▶ Action item
From the entries provided below, copy each line that contains the word "backdrop".
==== Data shown
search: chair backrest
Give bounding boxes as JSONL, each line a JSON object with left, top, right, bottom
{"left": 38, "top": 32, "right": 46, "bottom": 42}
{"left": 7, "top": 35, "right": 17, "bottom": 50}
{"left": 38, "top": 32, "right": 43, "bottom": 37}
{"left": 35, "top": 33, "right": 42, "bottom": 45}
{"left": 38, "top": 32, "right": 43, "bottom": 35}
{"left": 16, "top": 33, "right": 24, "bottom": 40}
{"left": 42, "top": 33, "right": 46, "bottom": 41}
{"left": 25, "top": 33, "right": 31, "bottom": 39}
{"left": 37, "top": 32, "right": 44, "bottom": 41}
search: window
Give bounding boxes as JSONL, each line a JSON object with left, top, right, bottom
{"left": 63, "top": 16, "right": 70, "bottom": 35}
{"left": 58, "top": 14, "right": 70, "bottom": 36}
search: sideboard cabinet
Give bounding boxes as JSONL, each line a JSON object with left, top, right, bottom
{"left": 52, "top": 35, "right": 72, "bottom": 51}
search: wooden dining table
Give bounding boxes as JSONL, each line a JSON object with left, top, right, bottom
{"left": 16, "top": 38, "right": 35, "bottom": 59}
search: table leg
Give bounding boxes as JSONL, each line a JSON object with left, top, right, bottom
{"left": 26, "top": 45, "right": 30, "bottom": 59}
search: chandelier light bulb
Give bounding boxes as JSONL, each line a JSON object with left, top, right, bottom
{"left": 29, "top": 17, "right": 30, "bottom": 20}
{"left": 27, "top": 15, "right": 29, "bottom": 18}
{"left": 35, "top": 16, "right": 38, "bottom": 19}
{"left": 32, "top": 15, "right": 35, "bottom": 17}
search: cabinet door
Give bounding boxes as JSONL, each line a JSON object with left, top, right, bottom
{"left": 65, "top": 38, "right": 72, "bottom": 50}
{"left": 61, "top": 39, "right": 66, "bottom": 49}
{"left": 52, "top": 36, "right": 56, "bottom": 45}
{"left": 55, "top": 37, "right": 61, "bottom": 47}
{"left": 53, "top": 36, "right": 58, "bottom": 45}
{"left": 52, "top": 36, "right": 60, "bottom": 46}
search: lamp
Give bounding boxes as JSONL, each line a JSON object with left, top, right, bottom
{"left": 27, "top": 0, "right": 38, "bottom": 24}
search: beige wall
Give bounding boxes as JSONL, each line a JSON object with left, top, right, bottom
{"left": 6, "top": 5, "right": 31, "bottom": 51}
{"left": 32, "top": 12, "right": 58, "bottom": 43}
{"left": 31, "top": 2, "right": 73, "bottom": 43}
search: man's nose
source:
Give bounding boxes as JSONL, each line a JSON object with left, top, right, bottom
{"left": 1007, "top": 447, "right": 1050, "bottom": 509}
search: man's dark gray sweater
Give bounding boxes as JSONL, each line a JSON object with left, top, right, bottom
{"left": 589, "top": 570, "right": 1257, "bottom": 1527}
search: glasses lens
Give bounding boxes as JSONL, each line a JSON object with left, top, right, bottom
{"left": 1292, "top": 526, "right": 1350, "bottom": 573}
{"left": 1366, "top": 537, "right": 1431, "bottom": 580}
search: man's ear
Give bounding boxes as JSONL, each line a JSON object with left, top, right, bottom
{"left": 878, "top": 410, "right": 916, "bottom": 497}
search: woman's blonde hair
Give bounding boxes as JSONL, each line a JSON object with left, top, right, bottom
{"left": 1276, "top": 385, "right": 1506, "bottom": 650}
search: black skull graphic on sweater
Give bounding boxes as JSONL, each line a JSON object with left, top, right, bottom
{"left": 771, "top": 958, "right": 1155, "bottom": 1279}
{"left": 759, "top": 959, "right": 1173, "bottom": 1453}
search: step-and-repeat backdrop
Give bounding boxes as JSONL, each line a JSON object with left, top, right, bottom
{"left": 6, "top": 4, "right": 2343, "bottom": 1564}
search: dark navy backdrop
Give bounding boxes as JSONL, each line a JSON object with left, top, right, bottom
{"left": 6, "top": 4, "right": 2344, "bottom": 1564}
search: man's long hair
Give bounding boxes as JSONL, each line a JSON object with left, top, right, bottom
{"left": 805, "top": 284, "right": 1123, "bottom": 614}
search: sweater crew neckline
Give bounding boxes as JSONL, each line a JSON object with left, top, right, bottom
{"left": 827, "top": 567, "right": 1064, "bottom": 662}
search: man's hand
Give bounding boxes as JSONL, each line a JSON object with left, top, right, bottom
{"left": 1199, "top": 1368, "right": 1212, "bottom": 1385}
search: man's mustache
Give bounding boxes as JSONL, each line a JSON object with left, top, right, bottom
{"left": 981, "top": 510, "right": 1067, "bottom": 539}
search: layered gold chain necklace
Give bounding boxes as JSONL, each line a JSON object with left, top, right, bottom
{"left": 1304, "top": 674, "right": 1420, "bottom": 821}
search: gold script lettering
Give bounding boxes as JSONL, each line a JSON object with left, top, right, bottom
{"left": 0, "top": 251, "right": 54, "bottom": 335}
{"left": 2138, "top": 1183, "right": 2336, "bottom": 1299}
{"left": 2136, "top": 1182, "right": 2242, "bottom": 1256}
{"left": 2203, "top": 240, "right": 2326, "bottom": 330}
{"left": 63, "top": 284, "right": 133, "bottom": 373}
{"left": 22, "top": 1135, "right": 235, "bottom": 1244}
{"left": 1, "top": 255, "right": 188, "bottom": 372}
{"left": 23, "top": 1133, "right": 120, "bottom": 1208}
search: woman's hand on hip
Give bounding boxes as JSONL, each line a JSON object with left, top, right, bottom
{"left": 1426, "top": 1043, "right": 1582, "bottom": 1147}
========
▶ Answer space
search: step-and-repeat backdrop
search: dark navy backdrop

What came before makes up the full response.